**Set of tasks:**
a) Please transcribe the passage on Madden's writing class word for word, between "He wrote a Facebook" and "of Coastal Georgia.", inclusive.
b) In the passage on Madden's writing class, where does Emily Boyle teach writing?

**Document segment:**
++++++++++++++++++++
Projects like this remind us to not get too self-absorbed. There are still other people out there we can communicate with. There still is a community, even though we can't see them as much. It helps me reconnect with the beautiful society around me.”

― Kwame Kennedy

Collaboration during COVID

Madden has incorporated service into several of his classes before, and, as the poet laureate of Columbia, he likes to see those projects revolve around public art.

He had just decided to add a service component to Creative Writing and Community when the pandemic imposed new restrictions on social contact and gathering. “I had to reimagine [the class] in terms of how we make service-learning work in this kind of environment,” Madden says.

He wrote a Facebook post asking friends to suggest projects his students could do while observing social distance guidelines. One of his former students had an idea. 

Emily Boyle, who earned a Master of Arts in Teaching at UofSC, says Madden inspired the way she teaches writing at the College of Coastal Georgia.
++++++++++++++++++++
**Data section:**
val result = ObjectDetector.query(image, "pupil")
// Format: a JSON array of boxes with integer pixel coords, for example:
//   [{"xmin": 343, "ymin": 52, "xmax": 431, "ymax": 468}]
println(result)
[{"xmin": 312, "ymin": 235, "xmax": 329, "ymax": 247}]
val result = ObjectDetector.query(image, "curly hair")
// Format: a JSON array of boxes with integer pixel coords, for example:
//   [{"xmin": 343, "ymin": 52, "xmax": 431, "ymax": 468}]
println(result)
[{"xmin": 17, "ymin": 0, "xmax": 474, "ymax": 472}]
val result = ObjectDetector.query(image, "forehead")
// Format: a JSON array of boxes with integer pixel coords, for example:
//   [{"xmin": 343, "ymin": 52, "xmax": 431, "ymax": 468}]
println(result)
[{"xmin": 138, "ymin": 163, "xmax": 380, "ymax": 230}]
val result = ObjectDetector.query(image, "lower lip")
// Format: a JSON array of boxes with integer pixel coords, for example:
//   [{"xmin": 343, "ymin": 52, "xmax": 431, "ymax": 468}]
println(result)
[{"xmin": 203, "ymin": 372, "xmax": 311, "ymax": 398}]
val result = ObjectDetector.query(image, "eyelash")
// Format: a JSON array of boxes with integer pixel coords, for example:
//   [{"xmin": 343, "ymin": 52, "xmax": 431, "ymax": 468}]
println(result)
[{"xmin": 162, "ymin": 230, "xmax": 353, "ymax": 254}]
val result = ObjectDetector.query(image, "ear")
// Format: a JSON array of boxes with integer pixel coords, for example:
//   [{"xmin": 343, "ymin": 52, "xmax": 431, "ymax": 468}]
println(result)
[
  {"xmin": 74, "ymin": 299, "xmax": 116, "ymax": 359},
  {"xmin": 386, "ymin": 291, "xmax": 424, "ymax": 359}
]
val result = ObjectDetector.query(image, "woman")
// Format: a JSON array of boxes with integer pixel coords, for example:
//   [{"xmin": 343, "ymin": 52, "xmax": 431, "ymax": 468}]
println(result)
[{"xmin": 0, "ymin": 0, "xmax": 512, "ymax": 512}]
++++++++++++++++++++
**Replies:**
a)
He wrote a Facebook post asking friends to suggest projects his students could do while observing social distance guidelines. One of his former students had an idea. 

Emily Boyle, who earned a Master of Arts in Teaching at UofSC, says Madden inspired the way she teaches writing at the College of Coastal Georgia.

b) At the College of Coastal Georgia.